** begin Available records **

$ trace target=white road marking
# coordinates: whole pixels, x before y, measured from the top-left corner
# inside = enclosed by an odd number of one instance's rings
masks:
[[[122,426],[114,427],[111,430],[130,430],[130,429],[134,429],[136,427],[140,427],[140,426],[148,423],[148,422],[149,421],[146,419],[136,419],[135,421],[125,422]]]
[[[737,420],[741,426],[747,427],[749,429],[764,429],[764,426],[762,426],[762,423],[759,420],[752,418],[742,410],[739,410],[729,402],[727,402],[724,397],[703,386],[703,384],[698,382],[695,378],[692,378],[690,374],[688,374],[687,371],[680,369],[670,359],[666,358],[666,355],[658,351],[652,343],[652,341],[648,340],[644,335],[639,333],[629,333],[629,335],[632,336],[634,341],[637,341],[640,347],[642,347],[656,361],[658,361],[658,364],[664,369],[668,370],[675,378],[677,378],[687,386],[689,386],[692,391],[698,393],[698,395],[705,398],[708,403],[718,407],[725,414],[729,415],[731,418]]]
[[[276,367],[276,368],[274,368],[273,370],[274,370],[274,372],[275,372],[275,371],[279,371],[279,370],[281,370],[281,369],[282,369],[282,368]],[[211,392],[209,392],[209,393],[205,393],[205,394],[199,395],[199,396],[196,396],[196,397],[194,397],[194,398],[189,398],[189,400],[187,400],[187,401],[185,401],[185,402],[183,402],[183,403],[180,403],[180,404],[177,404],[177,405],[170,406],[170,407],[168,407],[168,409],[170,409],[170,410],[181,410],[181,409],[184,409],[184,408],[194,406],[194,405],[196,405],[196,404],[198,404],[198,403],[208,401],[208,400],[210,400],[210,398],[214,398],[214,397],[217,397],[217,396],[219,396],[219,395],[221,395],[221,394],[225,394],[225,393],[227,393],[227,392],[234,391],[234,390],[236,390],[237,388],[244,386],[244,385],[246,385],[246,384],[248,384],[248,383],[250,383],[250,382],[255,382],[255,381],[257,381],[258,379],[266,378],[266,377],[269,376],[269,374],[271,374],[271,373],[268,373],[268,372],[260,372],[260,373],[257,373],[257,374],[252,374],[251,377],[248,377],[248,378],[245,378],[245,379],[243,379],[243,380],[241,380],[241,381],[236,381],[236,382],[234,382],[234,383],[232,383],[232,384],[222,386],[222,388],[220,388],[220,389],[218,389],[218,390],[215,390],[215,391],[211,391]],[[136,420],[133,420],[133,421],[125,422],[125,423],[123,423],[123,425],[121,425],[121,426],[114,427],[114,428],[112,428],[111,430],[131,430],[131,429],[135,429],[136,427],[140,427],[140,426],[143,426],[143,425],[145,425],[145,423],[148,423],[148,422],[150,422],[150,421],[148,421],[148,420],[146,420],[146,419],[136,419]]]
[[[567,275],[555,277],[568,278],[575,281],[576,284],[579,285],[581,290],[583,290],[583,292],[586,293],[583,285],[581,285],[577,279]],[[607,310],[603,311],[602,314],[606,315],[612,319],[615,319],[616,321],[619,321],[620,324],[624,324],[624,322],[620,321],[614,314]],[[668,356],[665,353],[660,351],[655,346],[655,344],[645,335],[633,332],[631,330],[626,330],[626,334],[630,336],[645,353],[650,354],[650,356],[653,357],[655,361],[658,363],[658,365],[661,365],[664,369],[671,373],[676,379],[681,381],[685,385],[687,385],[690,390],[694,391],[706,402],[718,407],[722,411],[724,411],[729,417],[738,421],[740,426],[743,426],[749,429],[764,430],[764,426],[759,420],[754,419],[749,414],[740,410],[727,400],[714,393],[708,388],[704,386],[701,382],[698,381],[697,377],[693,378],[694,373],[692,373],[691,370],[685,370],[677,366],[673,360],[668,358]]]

** end Available records **

→ What you need to do: Return all of the entries exactly as written.

→ Written solution:
$ trace target=white road marking
# coordinates: whole pixels, x before y, measured from the top-left corner
# inside = enclosed by an odd number of one instance's rings
masks:
[[[122,426],[114,427],[111,430],[130,430],[130,429],[134,429],[136,427],[140,427],[140,426],[148,423],[148,422],[149,421],[146,419],[136,419],[135,421],[125,422]]]
[[[737,420],[741,426],[747,427],[749,429],[764,429],[764,426],[762,426],[762,423],[759,420],[752,418],[742,410],[739,410],[729,402],[727,402],[724,397],[703,386],[703,384],[698,382],[695,378],[692,378],[690,374],[688,374],[687,371],[680,369],[670,359],[666,358],[666,355],[658,351],[652,343],[652,341],[648,340],[644,335],[639,333],[629,333],[629,335],[632,336],[634,341],[637,341],[640,347],[642,347],[656,361],[658,361],[658,364],[664,369],[668,370],[675,378],[677,378],[687,386],[689,386],[692,391],[698,393],[698,395],[705,398],[708,403],[718,407],[725,414],[729,415],[731,418]]]
[[[276,367],[276,368],[274,368],[273,370],[274,370],[274,372],[275,372],[275,371],[279,371],[279,370],[281,370],[281,369],[282,369],[282,368]],[[211,392],[209,392],[209,393],[205,393],[205,394],[199,395],[199,396],[196,396],[196,397],[194,397],[194,398],[189,398],[189,400],[187,400],[187,401],[185,401],[185,402],[183,402],[183,403],[180,403],[180,404],[177,404],[177,405],[170,406],[170,407],[168,407],[168,409],[170,409],[170,410],[181,410],[181,409],[184,409],[184,408],[194,406],[194,405],[196,405],[196,404],[198,404],[198,403],[208,401],[208,400],[210,400],[210,398],[214,398],[214,397],[217,397],[217,396],[219,396],[219,395],[221,395],[221,394],[225,394],[225,393],[227,393],[227,392],[234,391],[234,390],[236,390],[237,388],[244,386],[244,385],[246,385],[246,384],[248,384],[248,383],[250,383],[250,382],[255,382],[255,381],[257,381],[258,379],[266,378],[266,377],[269,376],[269,374],[271,374],[271,373],[268,373],[268,372],[260,372],[260,373],[257,373],[257,374],[252,374],[251,377],[248,377],[248,378],[245,378],[245,379],[243,379],[243,380],[241,380],[241,381],[236,381],[236,382],[234,382],[234,383],[232,383],[232,384],[222,386],[222,388],[220,388],[220,389],[218,389],[218,390],[215,390],[215,391],[211,391]],[[136,420],[133,420],[133,421],[125,422],[125,423],[123,423],[123,425],[121,425],[121,426],[114,427],[114,428],[112,428],[111,430],[131,430],[131,429],[135,429],[136,427],[140,427],[140,426],[143,426],[143,425],[145,425],[145,423],[148,423],[148,422],[150,422],[150,421],[148,421],[148,420],[146,420],[146,419],[136,419]]]
[[[567,275],[555,277],[568,278],[575,281],[576,284],[579,285],[581,290],[583,290],[583,292],[586,293],[583,285],[581,285],[577,279]],[[607,310],[603,311],[602,314],[606,315],[612,319],[615,319],[616,321],[619,321],[620,324],[624,324],[624,322],[620,321],[614,314]],[[668,356],[665,353],[660,351],[655,346],[655,344],[645,335],[633,332],[631,330],[626,330],[626,334],[630,336],[645,353],[650,354],[650,356],[653,357],[655,361],[658,363],[658,365],[661,365],[664,369],[671,373],[676,379],[681,381],[685,385],[687,385],[690,390],[694,391],[706,402],[718,407],[722,411],[724,411],[729,417],[738,421],[740,426],[743,426],[749,429],[764,430],[764,426],[759,420],[754,419],[749,414],[740,410],[727,400],[714,393],[708,388],[704,386],[701,382],[698,381],[697,377],[693,378],[694,373],[692,373],[691,370],[685,370],[677,366],[673,360],[668,358]]]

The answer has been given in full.